#### TEXT PASSAGE:
===

Police helicopters hovered over the city late into the night and raids were under way across Belgium, prosecutors said, adding that a bomb, an Islamic State flag and chemicals had been found in one apartment.
The fact that extremists were able to hit high-profile targets in Brussels, capital of the European Union, just months after IS militants killed 130 people in Paris, will raise fresh questions about the continent's ability to prevent terrorism. It also underscores doubts about how Belgium has allowed extremism to develop unchecked, coming days after the arrest in Brussels of key Paris attacks suspect Salah Abdeslam following four months on the run.
Brussels residents held a candlelit vigil in the Place de la Bourse square where they sang songs and waved the Belgian flag, while on social media thousands of people shared images of beloved Belgian cartoon character Tintin in tears. "This is a day of tragedy, a black day," Belgian Prime Minister Charles Michel said, describing the bombings as the "deadliest attacks we have ever seen in Belgium".
But as Belgium began three days of national mourning, he insisted the country would not be cowed by the "blind, violent and cowardly" attacks. "People were just going to work, to school and they have been cut down by the most extreme barbarity," Michel said. "We will continue to protect liberty, our way of life."
The Islamic State claimed the bombings, saying "soldiers of the caliphate" had carried out the attacks against "the crusader state" of Belgium.
Leaders across Europe reacted with outrage, with the EU vowing to combat terrorism "with all means necessary" on a continent that has been on high alert for months. "The whole of Europe has been hit," said French President Francois Hollande, whose country is still reeling from November's attacks.
Landmarks from the Eiffel Tower in Paris to Berlin's Brandenburg Gate were lit up in the black, yellow and red of Belgium's national flag in solidarity.
US President Barack Obama vowed to stand with Belgium in the face of the "outrageous" attacks and ordered US flags flown at half mast, while the FBI and New York police said they would send investigators to help.

===

#### TASK DIRECTIONS:
Rewrite the portion of the report on the Brussels bombings starting with "The Islamic State" and going on through "flag in solidarity.", using "Monuments" in place of "Landmarks".

#### Records contained in a dataset:
===

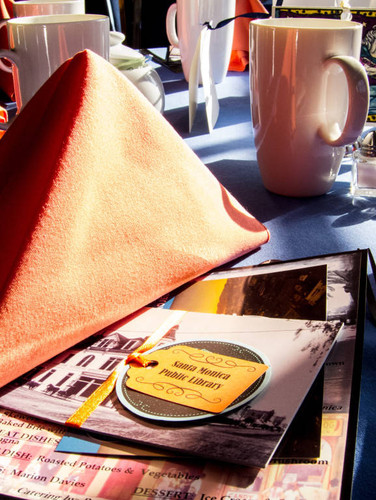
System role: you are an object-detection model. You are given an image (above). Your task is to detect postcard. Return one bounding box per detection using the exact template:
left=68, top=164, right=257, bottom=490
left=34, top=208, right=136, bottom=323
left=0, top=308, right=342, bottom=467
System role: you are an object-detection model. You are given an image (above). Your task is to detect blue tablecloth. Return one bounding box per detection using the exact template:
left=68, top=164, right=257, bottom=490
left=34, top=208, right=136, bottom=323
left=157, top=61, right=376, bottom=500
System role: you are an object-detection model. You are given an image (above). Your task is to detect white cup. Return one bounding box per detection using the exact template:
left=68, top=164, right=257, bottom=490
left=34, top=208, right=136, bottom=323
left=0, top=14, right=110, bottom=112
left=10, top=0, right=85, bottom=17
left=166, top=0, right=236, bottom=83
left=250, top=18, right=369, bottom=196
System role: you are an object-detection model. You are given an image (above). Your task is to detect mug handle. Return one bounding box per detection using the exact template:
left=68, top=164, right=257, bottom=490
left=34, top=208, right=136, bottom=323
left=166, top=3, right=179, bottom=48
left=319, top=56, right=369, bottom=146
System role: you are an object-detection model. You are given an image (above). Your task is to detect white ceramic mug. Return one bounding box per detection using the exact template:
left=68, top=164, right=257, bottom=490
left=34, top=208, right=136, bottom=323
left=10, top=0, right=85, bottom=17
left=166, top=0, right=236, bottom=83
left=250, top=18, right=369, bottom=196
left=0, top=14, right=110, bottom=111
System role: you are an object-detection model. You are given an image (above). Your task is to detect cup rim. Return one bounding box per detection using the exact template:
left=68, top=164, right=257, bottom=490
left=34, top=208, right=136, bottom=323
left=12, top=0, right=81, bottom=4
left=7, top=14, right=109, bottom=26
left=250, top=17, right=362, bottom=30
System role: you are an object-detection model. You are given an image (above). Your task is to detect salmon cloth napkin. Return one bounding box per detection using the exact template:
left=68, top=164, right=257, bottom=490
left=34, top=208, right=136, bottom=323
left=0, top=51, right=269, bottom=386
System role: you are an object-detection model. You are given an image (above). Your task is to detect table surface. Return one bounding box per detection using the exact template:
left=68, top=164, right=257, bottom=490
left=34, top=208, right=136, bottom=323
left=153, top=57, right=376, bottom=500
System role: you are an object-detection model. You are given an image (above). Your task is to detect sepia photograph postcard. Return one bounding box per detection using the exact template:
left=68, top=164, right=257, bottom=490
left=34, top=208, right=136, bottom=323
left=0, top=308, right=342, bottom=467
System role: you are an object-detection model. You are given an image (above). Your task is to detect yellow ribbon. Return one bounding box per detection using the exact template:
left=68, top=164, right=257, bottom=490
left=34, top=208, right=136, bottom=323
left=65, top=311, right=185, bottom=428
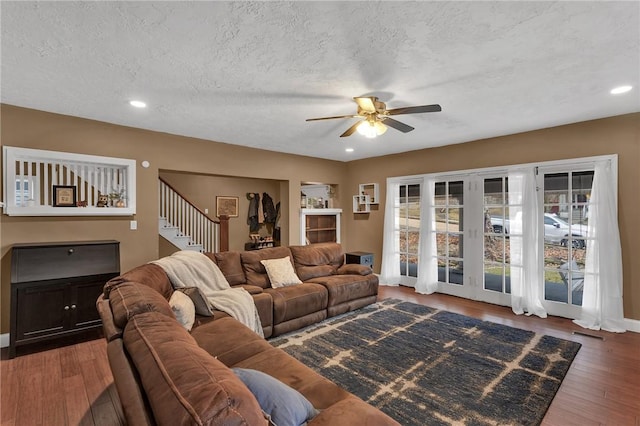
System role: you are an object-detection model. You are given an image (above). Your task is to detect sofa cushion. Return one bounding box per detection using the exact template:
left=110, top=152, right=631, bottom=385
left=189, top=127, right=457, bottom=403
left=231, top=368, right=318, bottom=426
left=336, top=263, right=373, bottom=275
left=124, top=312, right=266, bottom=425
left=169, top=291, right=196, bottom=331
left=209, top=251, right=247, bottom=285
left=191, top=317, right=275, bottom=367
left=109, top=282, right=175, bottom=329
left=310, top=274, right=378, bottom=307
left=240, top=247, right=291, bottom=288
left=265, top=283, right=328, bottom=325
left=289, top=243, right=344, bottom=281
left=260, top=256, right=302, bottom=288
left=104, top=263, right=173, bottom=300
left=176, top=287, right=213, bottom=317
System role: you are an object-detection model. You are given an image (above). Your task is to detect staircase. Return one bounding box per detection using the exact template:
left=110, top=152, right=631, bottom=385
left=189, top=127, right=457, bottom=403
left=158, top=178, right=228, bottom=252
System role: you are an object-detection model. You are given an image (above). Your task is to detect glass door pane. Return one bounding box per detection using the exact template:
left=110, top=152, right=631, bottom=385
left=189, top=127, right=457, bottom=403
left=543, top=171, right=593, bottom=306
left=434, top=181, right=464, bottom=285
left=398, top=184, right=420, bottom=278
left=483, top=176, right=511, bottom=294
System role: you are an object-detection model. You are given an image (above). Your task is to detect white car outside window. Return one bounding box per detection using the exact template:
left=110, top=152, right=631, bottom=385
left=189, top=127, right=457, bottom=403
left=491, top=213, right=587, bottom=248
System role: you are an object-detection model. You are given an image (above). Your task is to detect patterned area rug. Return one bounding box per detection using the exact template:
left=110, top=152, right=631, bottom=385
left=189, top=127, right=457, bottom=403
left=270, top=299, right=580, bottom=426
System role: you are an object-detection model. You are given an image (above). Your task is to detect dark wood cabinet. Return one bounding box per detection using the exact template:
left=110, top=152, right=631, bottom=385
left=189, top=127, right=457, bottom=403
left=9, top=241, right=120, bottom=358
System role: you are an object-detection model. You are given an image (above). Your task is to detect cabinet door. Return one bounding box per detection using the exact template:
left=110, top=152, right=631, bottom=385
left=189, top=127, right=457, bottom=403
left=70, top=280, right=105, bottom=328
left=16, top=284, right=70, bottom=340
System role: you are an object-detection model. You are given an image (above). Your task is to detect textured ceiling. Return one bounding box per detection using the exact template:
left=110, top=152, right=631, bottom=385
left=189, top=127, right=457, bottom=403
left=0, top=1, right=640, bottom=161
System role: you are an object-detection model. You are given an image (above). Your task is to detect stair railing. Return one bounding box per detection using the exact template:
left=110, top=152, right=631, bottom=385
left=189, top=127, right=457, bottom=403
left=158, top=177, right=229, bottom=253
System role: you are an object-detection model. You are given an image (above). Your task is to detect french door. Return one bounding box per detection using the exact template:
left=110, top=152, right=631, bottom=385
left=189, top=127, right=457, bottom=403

===

#### RESPONSE TO THE EXERCISE:
The Islamic State claimed the bombings, saying "soldiers of the caliphate" had carried out the attacks against "the crusader state" of Belgium.
Leaders across Europe reacted with outrage, with the EU vowing to combat terrorism "with all means necessary" on a continent that has been on high alert for months. "The whole of Europe has been hit," said French President Francois Hollande, whose country is still reeling from November's attacks.
Monuments from the Eiffel Tower in Paris to Berlin's Brandenburg Gate were lit up in the black, yellow and red of Belgium's national flag in solidarity.